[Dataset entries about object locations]
◇ ◇ ◇

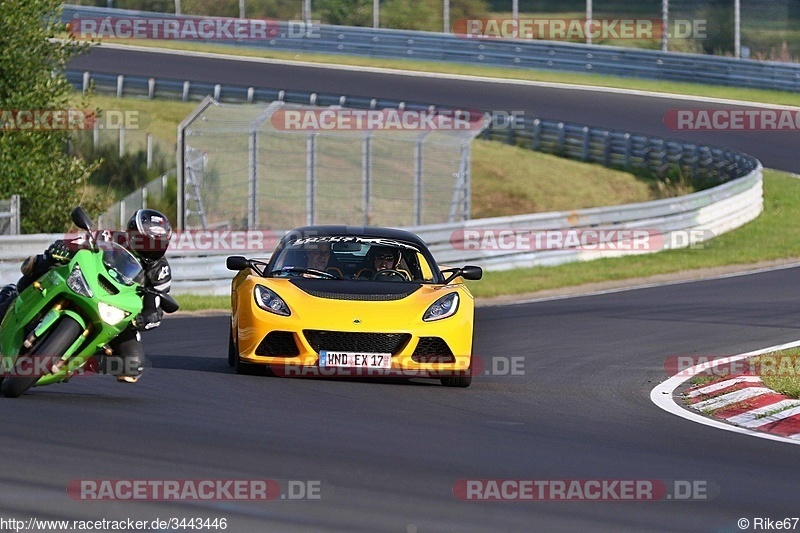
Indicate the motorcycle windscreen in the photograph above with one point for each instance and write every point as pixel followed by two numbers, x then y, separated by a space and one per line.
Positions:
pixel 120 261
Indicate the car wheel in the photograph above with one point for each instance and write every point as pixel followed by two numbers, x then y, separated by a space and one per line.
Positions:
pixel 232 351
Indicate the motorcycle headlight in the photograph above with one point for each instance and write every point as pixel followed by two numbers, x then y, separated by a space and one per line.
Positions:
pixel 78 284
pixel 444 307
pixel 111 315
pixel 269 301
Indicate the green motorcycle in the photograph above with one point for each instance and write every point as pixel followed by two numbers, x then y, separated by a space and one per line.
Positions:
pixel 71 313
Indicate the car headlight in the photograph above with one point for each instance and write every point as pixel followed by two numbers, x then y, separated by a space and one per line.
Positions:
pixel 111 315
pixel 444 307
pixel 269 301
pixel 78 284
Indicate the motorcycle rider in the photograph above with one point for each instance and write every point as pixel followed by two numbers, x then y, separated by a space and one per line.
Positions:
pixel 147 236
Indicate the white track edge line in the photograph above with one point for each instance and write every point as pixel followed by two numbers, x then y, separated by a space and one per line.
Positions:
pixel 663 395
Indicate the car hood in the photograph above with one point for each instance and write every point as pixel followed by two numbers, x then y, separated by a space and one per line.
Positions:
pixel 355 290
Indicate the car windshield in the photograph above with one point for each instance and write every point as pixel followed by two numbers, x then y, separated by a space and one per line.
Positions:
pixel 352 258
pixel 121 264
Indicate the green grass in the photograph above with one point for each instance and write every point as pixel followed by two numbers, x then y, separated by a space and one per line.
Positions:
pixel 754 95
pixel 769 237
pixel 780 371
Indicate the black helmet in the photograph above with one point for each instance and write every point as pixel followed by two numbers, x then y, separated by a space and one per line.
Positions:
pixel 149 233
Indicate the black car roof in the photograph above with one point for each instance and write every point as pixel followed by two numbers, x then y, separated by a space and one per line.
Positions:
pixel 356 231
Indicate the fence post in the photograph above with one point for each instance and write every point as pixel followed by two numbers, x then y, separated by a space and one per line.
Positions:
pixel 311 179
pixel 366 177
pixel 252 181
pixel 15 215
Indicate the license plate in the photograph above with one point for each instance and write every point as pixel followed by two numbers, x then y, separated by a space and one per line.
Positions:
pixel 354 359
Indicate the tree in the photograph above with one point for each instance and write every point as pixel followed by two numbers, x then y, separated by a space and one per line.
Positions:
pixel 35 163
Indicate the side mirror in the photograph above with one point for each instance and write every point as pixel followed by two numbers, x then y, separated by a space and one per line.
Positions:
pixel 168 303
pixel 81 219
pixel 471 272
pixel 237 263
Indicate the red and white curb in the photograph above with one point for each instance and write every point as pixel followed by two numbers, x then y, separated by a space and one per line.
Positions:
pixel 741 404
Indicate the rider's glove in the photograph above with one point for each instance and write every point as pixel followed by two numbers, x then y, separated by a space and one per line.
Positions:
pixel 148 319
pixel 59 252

◇ ◇ ◇

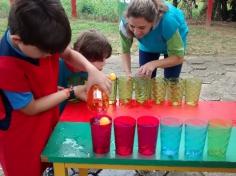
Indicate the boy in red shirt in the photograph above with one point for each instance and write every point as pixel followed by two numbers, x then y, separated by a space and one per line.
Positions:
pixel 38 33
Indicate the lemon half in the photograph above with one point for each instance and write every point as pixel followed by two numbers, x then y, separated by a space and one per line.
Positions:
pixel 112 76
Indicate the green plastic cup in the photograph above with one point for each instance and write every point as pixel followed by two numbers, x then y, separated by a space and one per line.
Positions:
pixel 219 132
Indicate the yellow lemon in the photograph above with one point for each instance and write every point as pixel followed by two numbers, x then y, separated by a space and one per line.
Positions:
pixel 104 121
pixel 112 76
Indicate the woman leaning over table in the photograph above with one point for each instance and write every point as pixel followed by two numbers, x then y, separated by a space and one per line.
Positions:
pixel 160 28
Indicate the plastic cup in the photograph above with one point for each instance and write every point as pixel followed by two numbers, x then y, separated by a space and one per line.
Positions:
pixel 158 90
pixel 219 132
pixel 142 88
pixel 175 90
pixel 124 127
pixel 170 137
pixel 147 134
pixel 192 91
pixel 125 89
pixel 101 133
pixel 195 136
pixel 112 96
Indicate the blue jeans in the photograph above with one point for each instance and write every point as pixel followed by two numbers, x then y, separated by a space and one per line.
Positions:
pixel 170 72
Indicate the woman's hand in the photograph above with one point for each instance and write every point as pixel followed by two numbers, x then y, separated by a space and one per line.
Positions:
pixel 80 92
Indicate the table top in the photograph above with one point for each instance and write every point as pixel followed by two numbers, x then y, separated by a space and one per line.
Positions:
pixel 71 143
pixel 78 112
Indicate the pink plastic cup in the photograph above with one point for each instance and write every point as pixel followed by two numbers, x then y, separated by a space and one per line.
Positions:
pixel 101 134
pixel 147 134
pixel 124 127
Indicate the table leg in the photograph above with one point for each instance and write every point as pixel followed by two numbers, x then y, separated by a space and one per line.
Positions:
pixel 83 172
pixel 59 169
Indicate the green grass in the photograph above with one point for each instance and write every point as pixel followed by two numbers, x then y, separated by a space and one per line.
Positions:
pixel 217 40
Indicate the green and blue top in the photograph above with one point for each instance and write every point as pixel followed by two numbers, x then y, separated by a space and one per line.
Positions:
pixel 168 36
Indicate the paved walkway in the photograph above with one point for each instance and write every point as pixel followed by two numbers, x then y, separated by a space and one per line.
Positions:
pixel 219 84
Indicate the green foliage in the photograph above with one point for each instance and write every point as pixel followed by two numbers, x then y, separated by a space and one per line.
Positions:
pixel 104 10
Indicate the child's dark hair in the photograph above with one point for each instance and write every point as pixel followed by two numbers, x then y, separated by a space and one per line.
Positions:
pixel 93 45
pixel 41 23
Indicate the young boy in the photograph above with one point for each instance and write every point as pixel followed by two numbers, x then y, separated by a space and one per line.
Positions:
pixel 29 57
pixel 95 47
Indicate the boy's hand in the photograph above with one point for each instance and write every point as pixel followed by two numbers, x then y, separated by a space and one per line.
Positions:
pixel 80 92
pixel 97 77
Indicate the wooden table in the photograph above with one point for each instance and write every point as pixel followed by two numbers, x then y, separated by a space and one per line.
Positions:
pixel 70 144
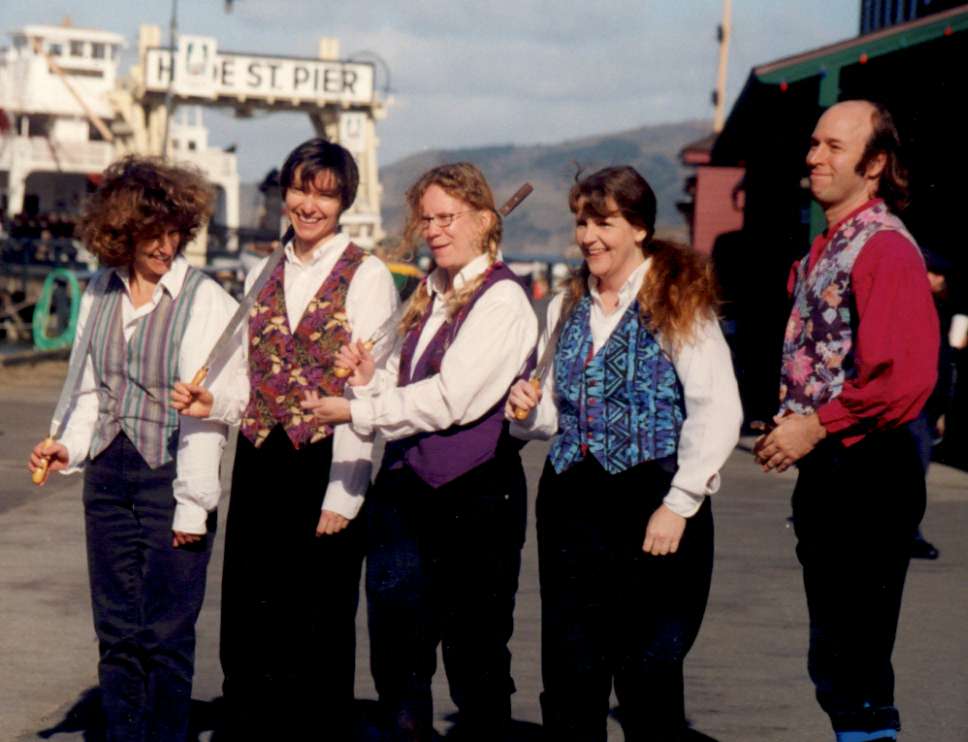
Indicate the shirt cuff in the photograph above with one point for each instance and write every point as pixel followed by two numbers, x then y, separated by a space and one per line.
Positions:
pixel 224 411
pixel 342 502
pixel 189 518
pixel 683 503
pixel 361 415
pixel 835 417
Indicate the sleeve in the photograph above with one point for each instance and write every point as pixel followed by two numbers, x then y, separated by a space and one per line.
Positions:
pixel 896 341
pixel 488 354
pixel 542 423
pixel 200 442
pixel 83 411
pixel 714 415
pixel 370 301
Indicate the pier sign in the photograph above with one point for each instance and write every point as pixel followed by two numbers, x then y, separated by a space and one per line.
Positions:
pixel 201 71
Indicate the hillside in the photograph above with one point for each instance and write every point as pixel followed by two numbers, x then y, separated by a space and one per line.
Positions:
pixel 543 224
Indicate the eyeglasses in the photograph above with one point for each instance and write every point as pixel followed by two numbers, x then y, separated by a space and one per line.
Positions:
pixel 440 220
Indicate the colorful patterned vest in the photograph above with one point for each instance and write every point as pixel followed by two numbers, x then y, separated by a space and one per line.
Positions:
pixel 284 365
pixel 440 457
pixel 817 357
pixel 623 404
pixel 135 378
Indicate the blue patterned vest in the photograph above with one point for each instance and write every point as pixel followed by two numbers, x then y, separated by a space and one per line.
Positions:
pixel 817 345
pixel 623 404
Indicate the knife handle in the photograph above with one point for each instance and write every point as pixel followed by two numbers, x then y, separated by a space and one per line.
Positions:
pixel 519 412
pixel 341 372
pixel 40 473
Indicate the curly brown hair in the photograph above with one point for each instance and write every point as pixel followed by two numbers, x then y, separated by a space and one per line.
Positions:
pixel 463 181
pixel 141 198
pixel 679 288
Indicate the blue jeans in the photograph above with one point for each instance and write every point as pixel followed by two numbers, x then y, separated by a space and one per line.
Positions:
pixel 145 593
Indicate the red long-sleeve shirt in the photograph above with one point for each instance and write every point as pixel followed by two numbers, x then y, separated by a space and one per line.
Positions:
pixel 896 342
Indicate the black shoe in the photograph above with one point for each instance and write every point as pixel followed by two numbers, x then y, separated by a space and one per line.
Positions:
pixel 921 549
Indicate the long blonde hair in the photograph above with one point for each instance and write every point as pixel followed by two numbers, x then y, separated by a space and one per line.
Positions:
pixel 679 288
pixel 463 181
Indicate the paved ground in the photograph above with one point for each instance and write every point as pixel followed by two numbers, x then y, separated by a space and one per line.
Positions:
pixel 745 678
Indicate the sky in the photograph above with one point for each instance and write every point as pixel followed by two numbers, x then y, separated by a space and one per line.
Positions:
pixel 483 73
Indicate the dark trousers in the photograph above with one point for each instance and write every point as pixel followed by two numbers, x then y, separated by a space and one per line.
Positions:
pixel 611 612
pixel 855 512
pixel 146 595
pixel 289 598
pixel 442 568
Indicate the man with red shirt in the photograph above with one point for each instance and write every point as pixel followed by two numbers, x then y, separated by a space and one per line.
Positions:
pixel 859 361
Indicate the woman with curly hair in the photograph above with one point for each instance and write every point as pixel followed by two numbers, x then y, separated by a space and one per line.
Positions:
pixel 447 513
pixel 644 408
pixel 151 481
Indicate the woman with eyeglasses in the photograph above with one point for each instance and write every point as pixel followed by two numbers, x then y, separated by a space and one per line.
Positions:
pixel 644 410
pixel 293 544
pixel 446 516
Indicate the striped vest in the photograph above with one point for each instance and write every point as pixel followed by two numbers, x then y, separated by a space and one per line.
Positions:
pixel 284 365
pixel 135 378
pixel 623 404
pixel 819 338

◇ ◇ ◇

TASK INSTRUCTIONS ->
Express everything from the line containing "Indicate the paved walkway" down to the line containing "pixel 370 301", both included, as a JSON list of strings with one string per line. Omit blank lines and leave the pictures out of the answer.

FULL SOLUTION ->
[
  "Indicate the paved walkway in the photograph above with one point for each instance and write every point as pixel followed by two numbers, x then y, separated by a space and one per line.",
  "Positions:",
  "pixel 219 84",
  "Indicate the green foliage in the photograph above with one point for each instance and write every point as pixel followed by two numbers, x then y, separated by a space and one per line.",
  "Positions:",
  "pixel 104 10",
  "Indicate the child's dark hair in the photograph above with one point for each instance and write every point as pixel followed by two numbers, x then y, separated by a space and one per line.",
  "Positions:",
  "pixel 93 45",
  "pixel 41 23",
  "Indicate the young boy in the photograph above with one point for each instance and write every point as pixel followed by two numbers, x then y, separated by a space and one per line.",
  "Positions:",
  "pixel 29 57",
  "pixel 95 47",
  "Indicate the boy's hand in the photograph above with one point for each instance and write every point as pixel followed by two numbers, x then y, separated by a space and one per line.",
  "Positions:",
  "pixel 80 92",
  "pixel 97 77",
  "Indicate the wooden table in the photograph above with one point for each instance and write every point as pixel followed by two numbers, x then y, separated by a space and one per line.",
  "Positions:",
  "pixel 70 144",
  "Indicate the shirt cuff in the photograph above with one point for each instance and write every point as pixel followed by two numbers, x then y, separated by a space and one per line.",
  "Positions:",
  "pixel 224 411",
  "pixel 342 502",
  "pixel 189 518",
  "pixel 683 503",
  "pixel 361 415",
  "pixel 835 417",
  "Indicate the sleeve in the photograph above with one point for each instance and write every point as pixel followed by two numbers, x then y, separated by a space and one per line.",
  "Positions:",
  "pixel 896 341",
  "pixel 488 354",
  "pixel 542 423",
  "pixel 200 442",
  "pixel 83 411",
  "pixel 714 415",
  "pixel 370 301"
]